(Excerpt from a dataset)
########################################
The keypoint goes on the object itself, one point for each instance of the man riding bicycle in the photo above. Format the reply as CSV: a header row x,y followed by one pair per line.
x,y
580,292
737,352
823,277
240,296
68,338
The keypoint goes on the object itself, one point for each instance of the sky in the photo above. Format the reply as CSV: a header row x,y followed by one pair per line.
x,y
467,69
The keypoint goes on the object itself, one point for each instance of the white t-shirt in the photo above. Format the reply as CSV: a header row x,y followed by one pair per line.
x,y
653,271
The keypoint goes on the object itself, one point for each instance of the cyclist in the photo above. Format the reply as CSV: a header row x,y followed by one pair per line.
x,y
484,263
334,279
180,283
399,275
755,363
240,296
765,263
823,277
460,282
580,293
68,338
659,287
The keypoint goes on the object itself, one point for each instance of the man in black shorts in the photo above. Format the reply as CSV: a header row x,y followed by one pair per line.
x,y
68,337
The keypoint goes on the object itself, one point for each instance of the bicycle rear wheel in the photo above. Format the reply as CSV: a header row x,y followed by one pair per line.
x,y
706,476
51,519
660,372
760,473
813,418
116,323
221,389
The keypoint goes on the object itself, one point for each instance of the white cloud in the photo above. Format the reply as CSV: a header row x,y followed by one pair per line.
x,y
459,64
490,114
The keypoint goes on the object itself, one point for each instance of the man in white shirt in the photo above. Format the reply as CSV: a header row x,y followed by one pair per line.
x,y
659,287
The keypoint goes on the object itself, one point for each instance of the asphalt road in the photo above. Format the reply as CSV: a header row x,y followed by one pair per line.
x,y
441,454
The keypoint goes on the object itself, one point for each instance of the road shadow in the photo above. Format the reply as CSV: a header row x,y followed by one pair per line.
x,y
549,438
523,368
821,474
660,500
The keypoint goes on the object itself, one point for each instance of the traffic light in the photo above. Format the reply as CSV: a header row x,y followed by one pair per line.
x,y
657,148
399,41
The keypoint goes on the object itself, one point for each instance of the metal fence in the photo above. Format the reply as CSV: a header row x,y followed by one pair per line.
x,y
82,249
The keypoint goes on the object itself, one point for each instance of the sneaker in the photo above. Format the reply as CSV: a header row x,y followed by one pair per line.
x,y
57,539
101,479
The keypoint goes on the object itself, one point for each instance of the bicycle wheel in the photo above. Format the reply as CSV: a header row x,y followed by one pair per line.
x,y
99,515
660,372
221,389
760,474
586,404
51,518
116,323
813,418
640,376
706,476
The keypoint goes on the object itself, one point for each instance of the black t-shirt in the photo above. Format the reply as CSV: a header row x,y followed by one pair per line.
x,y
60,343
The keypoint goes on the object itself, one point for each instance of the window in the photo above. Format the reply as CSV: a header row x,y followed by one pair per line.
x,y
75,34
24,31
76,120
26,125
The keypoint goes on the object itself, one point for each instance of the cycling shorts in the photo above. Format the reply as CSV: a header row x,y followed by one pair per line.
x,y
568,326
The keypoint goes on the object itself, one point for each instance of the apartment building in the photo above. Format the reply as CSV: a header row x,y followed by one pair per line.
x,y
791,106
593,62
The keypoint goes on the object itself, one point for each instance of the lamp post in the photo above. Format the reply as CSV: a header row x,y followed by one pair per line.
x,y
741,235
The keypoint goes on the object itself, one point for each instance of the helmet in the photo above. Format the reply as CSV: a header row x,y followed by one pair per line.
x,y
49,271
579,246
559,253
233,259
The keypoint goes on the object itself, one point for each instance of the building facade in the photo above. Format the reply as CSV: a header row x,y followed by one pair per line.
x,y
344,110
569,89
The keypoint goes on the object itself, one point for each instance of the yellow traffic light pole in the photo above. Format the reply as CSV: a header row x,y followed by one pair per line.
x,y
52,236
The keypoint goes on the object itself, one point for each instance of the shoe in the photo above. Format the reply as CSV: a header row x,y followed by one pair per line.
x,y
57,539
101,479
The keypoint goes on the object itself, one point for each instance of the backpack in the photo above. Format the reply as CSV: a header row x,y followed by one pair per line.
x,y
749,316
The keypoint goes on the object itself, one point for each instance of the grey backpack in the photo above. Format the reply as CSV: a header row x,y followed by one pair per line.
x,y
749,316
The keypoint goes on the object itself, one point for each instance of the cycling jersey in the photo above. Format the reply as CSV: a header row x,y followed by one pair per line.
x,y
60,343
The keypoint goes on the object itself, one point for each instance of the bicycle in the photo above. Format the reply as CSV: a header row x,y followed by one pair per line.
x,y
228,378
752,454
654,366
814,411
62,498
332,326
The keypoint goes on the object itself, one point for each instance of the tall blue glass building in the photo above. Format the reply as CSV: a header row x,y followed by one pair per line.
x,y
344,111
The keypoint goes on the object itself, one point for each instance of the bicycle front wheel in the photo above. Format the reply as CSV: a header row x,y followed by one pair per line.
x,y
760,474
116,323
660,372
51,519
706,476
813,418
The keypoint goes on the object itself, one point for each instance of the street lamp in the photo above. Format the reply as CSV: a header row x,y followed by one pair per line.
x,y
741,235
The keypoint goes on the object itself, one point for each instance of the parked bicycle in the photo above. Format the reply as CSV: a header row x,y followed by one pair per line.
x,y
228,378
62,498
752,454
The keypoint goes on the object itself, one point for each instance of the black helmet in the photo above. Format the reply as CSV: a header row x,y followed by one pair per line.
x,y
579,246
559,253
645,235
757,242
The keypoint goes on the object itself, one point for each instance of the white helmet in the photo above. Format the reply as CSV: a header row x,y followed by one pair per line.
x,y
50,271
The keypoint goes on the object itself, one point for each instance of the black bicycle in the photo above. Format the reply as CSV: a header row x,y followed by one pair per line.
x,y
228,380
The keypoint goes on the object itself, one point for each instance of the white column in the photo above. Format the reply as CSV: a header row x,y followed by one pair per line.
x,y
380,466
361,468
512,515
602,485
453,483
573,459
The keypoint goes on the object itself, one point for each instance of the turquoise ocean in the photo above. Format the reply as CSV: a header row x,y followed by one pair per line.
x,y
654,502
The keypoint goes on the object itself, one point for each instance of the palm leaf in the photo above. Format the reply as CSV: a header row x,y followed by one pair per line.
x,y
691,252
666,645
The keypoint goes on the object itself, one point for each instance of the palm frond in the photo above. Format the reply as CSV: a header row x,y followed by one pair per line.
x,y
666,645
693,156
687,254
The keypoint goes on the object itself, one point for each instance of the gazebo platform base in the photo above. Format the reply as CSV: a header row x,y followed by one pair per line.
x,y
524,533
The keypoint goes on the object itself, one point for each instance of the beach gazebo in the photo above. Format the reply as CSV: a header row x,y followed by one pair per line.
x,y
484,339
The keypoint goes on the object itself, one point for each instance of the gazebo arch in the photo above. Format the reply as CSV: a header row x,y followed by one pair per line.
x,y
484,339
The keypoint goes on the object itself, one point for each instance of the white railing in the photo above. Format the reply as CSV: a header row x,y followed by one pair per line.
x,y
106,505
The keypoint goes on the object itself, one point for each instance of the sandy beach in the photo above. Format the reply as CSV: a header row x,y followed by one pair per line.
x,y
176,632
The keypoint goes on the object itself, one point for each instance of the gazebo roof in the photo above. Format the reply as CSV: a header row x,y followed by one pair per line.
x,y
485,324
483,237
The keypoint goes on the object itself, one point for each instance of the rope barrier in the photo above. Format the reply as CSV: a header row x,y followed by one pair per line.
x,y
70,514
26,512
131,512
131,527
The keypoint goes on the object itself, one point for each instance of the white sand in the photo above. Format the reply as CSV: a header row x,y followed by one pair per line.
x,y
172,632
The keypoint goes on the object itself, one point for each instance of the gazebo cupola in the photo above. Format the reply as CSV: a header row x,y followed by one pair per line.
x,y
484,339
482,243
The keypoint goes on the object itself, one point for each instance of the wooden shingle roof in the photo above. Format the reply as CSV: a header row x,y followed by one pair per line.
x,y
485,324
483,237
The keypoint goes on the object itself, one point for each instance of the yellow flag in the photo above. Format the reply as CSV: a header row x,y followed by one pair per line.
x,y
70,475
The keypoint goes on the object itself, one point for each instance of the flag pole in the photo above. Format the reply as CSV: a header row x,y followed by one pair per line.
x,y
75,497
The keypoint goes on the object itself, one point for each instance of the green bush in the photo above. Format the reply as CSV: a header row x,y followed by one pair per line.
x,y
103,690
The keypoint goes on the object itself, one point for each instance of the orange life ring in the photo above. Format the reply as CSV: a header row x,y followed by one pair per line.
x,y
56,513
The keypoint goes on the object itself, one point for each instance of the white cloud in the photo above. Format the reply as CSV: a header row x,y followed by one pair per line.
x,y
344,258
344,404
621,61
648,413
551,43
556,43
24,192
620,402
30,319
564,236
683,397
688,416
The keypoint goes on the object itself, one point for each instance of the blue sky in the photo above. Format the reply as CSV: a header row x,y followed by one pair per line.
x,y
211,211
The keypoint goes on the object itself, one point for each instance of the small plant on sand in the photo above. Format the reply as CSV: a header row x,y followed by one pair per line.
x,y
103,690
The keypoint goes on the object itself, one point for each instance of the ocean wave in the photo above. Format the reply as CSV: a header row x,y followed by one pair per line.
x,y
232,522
########################################
### EXERCISE DETAILS
The answer consists only of the lines from the one containing "the yellow flag" to the end of the records, each written out exactly.

### EXERCISE RESPONSE
The keypoint goes on the object itself, one point for each instance of the yellow flag in the photo above. Format the reply as CSV: a header row x,y followed by one pair per line.
x,y
70,475
The keypoint goes on the object itself, one point for each instance of the flag pole in the photo above. Format the reply as CSV: a header row x,y followed by one pair per line.
x,y
75,497
The keypoint goes on the object itself, one point for each instance of the green bush in the photo above. Format the reply as CSV: a header row x,y followed by one pair per line.
x,y
103,690
The keypoint goes on the object itself, one point for each instance of the orange life ring in the photo above. Format the reply as CSV: a header row x,y followed by one pair per line.
x,y
56,513
The keypoint goes on the object itself, one point for each instance of the white cloud in the photo above. Format the reply as CSV: a header row x,y followed by one pair per line.
x,y
344,258
344,404
621,61
648,413
551,43
556,43
24,192
620,402
30,319
564,236
683,397
688,416
The keypoint goes on the object itself, one point for each instance of the blue sky in the photo above. Format the reply as CSV: a header row x,y followed by one pair per line.
x,y
211,211
The keypoint goes on the object itself, one point for each instance of the small plant on sand in the photo above. Format the reply as CSV: a header row x,y followed by one pair per line.
x,y
103,690
The keypoint goes on the object itself, one point for each instance of the ocean wave in the photo above. Format the reply as CSV: a header row x,y followed by one pair per line.
x,y
232,522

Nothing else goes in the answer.